BEGIN Task inputs
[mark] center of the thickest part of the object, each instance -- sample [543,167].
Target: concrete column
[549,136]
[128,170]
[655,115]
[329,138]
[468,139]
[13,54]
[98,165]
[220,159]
END Task inputs
**Work required**
Give the listing above again in full, exactly as written.

**Expected output**
[mark] center of the thickest part of the object, each instance -- sample [543,167].
Target: concrete column
[549,136]
[128,170]
[655,115]
[329,138]
[468,139]
[13,54]
[98,165]
[220,159]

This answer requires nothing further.